Minggu, 18 Desember 2016

Kedudukan Wanita dari Aspek Sosial



Posisi Islam mengenai kedudukan wanita dalam masyarakat dari Aspek Sosial

      1.      Sebagai Anak dan Orang Dewasa
Bertentangan dengan penguburan bayi perempuan hidup-hidup dalam beberapa suku Arab, Al-Qur’an melarang hal tersebut, dan menganggapnya sebagai sebuah kejahatan pembunuhan:
“Dan apabila bayi-bayi perempuan yang dikubur hidup-hidup ditanya, karena dosa apakah dia dibunuh.” (QS At-Takwir : 8-9).
Mengkritisi perbuatan yang dilakukan beberapa orang tua yang menolak kelahiran anak perempuan, Al-Qur’an menegaskan:
Dan apabila seseorang dari mereka diberi kabar dengan (kelahiran) anak perempuan, hitamlah (merah padamlah) mukanya, dan dia sangat marah. Ia menyembunyikan dirinya dari orang banyak, disebabkan buruknya berita yang disampaikan kepadanya. Apakah dia akan memeliharanya dengan menanggung kehinaan ataukah akan menguburkannya ke dalam tanah (hidup-hidup)? Ketahuilah, alangkah buruknya apa yang mereka tetapkan itu.” (QS An-Nahl : 58-59)
Lebih lanjut meneyelamatkan anak perempuan sehingga nantinya tidak menerima ketidakadilan dan ketidaksertaraan, Islam mengharuskan perbuatan baik dan adil kepadanya. Diantara perkataan Nabi Muhammad sallallahu alaihi wasallam dalam hal ini adalah sebagai berikut:
“Barangsiapa yang memiliki anak perempuan dan tidak menguburkannya hidup-hidup, tidak mempermalukannya, dan tidak melebihhkan anak laki-laki atasnya, Allah akan memasukkannya ke dalam surga. “ (HR Ahmad no. 1957).
“Barangsiapa yang memelihara dua anak perempuannya sampai mereka dewasa, dia dan aku akan datang pada hari perhitungan seperti ini” (dan beliau menunjukkan dengan dua jarinya yang disatukan).
Hadits serupa juga juga berlaku untuk seseorang yang memelihara dua saudara perempuannya (HR Ahmad no. 2104).

- Deskripsi Latihan: Menurut kutipan teks tentang kedudukan wanita, bagaimana Al-Qur’an menyikapi penguburan bayi perempuan hidup-hidup? Baris-baris berikut diambil dari sumber yang berbeda.

- Baris Data:
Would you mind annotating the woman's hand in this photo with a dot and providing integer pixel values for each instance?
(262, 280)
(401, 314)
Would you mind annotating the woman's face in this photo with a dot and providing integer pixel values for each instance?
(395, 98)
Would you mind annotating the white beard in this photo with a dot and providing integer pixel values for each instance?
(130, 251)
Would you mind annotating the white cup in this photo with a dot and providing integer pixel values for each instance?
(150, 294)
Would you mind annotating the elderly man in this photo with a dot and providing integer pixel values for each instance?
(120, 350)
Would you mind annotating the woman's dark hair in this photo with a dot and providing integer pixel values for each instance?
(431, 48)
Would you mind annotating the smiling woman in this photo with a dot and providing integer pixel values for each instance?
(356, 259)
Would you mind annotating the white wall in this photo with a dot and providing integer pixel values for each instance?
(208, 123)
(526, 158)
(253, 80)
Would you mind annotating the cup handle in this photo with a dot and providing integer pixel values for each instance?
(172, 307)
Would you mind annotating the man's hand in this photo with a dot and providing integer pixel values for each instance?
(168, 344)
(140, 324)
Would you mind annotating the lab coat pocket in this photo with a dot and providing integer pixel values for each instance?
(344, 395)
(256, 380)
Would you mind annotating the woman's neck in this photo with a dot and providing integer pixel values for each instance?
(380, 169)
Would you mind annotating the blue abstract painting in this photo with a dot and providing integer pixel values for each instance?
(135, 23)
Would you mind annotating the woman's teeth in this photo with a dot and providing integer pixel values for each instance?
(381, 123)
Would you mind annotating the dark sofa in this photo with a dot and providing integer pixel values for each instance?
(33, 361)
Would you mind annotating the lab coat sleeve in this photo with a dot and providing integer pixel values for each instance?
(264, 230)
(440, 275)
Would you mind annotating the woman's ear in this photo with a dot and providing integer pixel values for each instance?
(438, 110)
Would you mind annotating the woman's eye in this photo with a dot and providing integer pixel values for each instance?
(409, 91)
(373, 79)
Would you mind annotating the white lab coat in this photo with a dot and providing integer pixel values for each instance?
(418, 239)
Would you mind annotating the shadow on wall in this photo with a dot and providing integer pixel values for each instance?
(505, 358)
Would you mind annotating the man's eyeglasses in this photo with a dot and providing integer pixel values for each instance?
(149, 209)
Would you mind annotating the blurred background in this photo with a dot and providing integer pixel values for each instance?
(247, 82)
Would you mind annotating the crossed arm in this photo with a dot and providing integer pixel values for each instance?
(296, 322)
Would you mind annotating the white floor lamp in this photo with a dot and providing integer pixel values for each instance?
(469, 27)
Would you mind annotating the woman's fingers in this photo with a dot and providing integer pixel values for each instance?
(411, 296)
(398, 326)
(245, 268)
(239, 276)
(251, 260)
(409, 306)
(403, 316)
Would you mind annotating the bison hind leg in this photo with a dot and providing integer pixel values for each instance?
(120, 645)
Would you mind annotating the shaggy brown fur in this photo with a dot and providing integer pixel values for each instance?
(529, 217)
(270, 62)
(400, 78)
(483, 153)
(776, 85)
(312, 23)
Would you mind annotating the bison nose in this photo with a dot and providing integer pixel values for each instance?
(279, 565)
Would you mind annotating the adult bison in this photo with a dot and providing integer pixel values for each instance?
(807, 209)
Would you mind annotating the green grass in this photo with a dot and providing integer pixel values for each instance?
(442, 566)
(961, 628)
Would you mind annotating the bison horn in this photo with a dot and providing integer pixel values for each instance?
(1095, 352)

- Penyelesaian Latihan: Al-Qur’an melarangnya dan menganggapnya sebagai sebuah kejahatan pembunuhan.